* start Extract provided *

Tulsa designer Ellie Ediger completely transforms a midtown three-car garage.

Ellie Ediger Interiors has reimagined a three-car garage in a midtown Tulsa home from the studs out. One bay's sliding glass door provides easy access from the pool to the pool bath. Behind the next, a serene gym complete with a sauna and cold plunge. The third was originally designed for quiet storage space, though the homeowners have since repurposed it for a golf simulator.

Ellie, the designer for this project and owner of Ellie Ediger Interiors, has always had a love for interior design. Growing up in Enid, she spent many hours sifting through interior design magazines, illustrating spaces from the inspiration she found within them. In high school, she worked at a coffee shop owned by an interior designer, and the proximity made the career path tangible for her. After earning her interior design degree from Oklahoma State in 2011, she spent eight years at Tulsa textile house Fabricut, designing rooms for ads, building showrooms, and flying to Paris for trade shows, all of which helped shape her eye and her ambition. In 2019, she joined Bailey Austin Design, where her boss and mentor Bailey Austin, a designer and trained architect, taught her the nuances of high-end residential design.

In October 2024, Bailey decided to scale back, and encouraged Ellie to launch her own studio and carry her current book of business forward. "Sometimes you don't see what others see within yourself," Ellie says. A year and change in, her name is on the door, and the focus has shifted from working within someone else's vision to defining her own.

* end Extract provided *

[What you need to do]:
[a] What three kinds of work does the Ellie Ediger article say she did during her eight years at Fabricut?
[b] According to the Ellie Ediger article, in what year did she earn her interior design degree, and from which school?
[c] Write the next paragraph of the Ellie Ediger article.

* start Provided material *

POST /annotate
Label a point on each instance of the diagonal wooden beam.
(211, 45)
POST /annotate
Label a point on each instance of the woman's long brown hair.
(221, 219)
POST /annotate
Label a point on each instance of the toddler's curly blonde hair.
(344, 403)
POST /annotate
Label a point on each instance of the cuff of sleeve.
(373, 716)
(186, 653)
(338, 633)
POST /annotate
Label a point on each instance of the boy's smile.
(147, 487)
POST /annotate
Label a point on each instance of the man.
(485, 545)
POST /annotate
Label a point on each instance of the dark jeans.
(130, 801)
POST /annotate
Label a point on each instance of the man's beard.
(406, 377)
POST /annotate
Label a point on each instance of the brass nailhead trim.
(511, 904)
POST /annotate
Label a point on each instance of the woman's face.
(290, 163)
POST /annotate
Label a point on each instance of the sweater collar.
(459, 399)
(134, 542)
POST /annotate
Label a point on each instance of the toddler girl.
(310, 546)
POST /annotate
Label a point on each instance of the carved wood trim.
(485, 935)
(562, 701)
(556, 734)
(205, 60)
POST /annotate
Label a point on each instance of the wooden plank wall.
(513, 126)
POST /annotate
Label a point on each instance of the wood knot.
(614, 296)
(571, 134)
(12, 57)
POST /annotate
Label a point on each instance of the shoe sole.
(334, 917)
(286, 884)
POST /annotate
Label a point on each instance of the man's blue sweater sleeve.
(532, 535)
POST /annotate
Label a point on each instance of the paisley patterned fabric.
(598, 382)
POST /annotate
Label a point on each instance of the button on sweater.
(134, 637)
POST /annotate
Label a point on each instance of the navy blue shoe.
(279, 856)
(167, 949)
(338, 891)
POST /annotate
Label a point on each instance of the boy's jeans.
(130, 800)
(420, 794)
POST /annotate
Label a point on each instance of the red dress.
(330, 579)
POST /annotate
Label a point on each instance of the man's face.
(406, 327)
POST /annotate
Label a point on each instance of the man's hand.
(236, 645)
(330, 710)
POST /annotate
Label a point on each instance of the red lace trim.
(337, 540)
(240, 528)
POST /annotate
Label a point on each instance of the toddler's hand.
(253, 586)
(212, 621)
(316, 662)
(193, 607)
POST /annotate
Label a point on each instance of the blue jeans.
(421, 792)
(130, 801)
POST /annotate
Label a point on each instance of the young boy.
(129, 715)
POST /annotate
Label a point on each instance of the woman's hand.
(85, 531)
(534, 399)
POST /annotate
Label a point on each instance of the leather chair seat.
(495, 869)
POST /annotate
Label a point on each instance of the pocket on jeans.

* end Provided material *

[Answers for the tasks]:
[a]
- Designing rooms for ads
- Building showrooms
- Flying to Paris for trade shows

[b] She earned it in 2011 from Oklahoma State.

[c]
When asked about her style, Ellie quoted Charles Faudree, the renowned late Tulsa designer she interned for in college, who influenced her approach to design. "It's about the mix, not the match." Some homes, she says, try to match too much. Every metal finish. Every paint color. "It's about finding balance between scale and texture, but ultimately it's about what you want to look at every day."

Ellie’s style is evident through her design of the garage. The clients are a Tulsa couple with two young boys and a love for hosting. The garage space is one of two on the property, disconnected from the main residence and topped with a mother-in-law suite.

Ellie cut a sliding door into the first bay to connect to the pool, then built out a pool bath with green-and-white striped tile in the shower, tropical parrot wallpaper, and a burl wood vanity. The rest of that bay became a kids' zone, anchored by a navy cabinet faced in the same striped tile, fit to accommodate a ping pong table in the future.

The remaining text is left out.